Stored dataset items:
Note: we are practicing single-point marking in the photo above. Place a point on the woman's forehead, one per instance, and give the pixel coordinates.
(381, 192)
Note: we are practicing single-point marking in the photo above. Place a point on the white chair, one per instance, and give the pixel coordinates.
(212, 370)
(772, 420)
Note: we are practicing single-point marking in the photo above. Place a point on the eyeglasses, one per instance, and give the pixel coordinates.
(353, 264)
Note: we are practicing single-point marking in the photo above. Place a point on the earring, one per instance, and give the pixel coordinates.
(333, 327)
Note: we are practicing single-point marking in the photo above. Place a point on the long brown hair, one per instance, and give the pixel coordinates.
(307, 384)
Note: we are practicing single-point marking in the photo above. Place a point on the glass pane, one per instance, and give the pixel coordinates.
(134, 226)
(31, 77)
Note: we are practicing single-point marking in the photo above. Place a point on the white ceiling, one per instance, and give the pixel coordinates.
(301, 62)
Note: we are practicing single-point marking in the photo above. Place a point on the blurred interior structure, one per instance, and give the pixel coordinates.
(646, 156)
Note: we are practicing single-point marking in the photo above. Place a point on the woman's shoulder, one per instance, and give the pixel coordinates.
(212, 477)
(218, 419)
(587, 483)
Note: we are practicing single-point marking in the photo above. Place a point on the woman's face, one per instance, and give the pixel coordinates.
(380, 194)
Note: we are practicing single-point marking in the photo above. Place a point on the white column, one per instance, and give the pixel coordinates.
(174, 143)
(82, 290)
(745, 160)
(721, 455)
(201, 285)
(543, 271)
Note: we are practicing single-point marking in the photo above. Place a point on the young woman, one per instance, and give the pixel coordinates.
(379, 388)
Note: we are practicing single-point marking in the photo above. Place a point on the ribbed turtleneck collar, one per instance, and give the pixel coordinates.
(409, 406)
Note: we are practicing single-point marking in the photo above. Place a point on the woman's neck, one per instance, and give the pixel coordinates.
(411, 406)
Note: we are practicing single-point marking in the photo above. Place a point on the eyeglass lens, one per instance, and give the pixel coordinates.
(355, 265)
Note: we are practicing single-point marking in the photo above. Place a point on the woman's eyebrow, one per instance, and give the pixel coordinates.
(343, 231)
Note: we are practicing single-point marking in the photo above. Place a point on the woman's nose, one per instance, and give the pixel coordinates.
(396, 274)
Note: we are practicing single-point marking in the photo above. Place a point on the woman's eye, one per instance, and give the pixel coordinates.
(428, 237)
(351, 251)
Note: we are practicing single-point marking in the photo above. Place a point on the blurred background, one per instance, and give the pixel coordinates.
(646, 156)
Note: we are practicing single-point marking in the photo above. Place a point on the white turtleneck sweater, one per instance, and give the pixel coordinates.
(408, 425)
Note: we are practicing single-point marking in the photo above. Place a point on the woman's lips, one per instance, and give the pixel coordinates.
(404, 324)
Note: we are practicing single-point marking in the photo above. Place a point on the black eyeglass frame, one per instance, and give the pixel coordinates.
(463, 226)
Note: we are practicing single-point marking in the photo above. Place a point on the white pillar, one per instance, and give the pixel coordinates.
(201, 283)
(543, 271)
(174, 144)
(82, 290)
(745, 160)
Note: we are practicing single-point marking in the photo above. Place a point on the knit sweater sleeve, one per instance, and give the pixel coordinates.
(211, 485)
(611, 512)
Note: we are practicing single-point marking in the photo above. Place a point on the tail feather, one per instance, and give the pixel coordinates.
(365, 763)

* * *

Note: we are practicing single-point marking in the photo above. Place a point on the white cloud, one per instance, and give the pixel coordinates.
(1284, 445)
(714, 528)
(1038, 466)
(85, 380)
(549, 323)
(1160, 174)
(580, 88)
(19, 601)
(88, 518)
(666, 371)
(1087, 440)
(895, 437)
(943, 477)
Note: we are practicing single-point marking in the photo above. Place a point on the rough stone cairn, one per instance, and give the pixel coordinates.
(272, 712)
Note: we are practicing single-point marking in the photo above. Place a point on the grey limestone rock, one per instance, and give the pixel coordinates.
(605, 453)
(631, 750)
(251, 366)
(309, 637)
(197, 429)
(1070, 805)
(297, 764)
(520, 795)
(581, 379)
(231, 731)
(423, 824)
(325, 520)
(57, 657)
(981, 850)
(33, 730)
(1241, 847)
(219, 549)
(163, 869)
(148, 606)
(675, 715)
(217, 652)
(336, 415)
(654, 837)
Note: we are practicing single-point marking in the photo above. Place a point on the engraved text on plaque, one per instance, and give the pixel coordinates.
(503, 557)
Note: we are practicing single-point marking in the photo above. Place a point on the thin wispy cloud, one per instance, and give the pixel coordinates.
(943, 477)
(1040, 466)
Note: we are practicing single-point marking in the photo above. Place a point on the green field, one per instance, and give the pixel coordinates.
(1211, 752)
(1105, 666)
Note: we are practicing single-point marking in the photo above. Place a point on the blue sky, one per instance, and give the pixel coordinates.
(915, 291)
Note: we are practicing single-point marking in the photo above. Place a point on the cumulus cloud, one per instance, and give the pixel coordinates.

- _Exercise instructions_:
In the entries above, find the line with "on the rough" and the line with "on the cumulus", then restate word for word both of them and every line between, with nothing more.

- _Your solution_:
Note: we are practicing single-point marking in the photo above. Place a point on the rough stone cairn, one per instance, and give the pixel coordinates.
(272, 712)
Note: we are practicing single-point marking in the photo above. Place a point on the grey limestone rock, one per instance, and give the pixel coordinates.
(605, 453)
(631, 750)
(251, 366)
(309, 637)
(197, 429)
(1070, 805)
(297, 764)
(520, 795)
(581, 379)
(231, 731)
(423, 824)
(325, 520)
(57, 657)
(981, 850)
(33, 730)
(1241, 847)
(219, 549)
(163, 869)
(148, 606)
(675, 715)
(217, 652)
(336, 415)
(654, 837)
Note: we are practicing single-point marking in the photo above. Place a point on the engraved text on plaque, one per instance, and give the pixel coordinates.
(503, 557)
Note: we are practicing single-point marking in the photo above. Place a point on the thin wispy cloud, one per instance, and give the pixel coordinates.
(943, 477)
(1040, 466)
Note: we are practicing single-point marking in the photo above. Place a point on the green field, one per instance, and give the pixel coordinates.
(1211, 752)
(1105, 666)
Note: we are practicing single-point marking in the photo above. Place a point on the blue sky, one per instance, and give the pixel coordinates.
(915, 291)
Note: we are practicing single-point marking in the photo above. Place a point on the cumulus cloud, one per instance, and give the pixel coordinates.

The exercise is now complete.